### Selected extract
Exactly.  It seems like a bad idea to me., kind of ridiculous really.  The answer seems obvious.  If the rep was wilfully screwing people then you ban him.  If the shop goes bad and he does whatever he can to help the customers,,,then what sense could there possibly be in banning him?


----------



## Swfl (Jan 22, 2014)

SheriV said:


> in the last part, you're not getting it...see if I took them off my lot and turned them over to another salesperson, I lost out.I didn't commision...hell I'd MAYBE get a house split if I walked them through the whole thing sales process from start to finish if i had to leave my lot with them.
> I actually left the lot because they put me on dodges lot to turn it around in an area where the avg demographic was 275k a yr households... you can imagine how little sales dodge does in that demographic, oh and they didn't have jeep so that niche market wasn't there either.
> My point was is I didn't sell with what was best for me...I sold what was best for the customer or in some way helped facilitate that.



Sounds to me you did what was best for the customer and the company. You didn't send them to your competitor (as in owned by a different parent company) though thats my point. 

Sent from my SAMSUNG-SGH-I337 using Tapatalk


----------



## SheriV (Jan 22, 2014)

Actually you do in car sales..dont get me wrong you try to get a hold of the unit they want..do your damnedest..but you also used the locator srvcs to,send them to outside dlrships because thats exceptional customer srvc and what people remember and tell other people about


----------



## s2h (Jan 22, 2014)

SheriV said:


> legacy has a good track record and a nice price point..
######
### Entries supplied
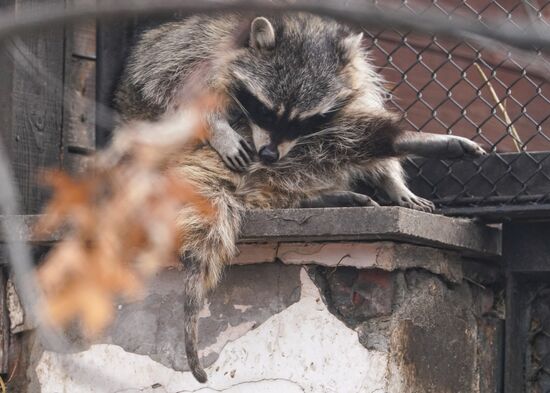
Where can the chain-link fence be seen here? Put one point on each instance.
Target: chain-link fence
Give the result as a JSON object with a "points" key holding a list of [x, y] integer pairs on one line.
{"points": [[485, 91]]}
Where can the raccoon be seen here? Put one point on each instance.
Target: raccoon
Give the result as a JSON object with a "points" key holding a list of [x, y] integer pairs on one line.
{"points": [[300, 89]]}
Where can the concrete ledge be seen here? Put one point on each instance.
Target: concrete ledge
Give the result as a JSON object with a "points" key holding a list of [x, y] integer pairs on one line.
{"points": [[466, 236], [382, 223]]}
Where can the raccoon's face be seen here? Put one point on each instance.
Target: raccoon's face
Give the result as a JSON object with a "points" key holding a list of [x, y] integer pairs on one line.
{"points": [[291, 82]]}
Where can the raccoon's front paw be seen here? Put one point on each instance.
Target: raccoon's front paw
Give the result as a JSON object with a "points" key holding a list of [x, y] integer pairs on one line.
{"points": [[463, 147], [415, 202], [235, 152]]}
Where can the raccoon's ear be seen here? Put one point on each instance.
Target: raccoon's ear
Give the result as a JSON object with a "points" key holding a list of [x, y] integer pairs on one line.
{"points": [[262, 34], [351, 46]]}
######
- Given instruction
List every username that appears in a post heading in the forum thread, giving each name once. The entries come from a different source than the forum thread.

- Answer to the task
Swfl, SheriV, s2h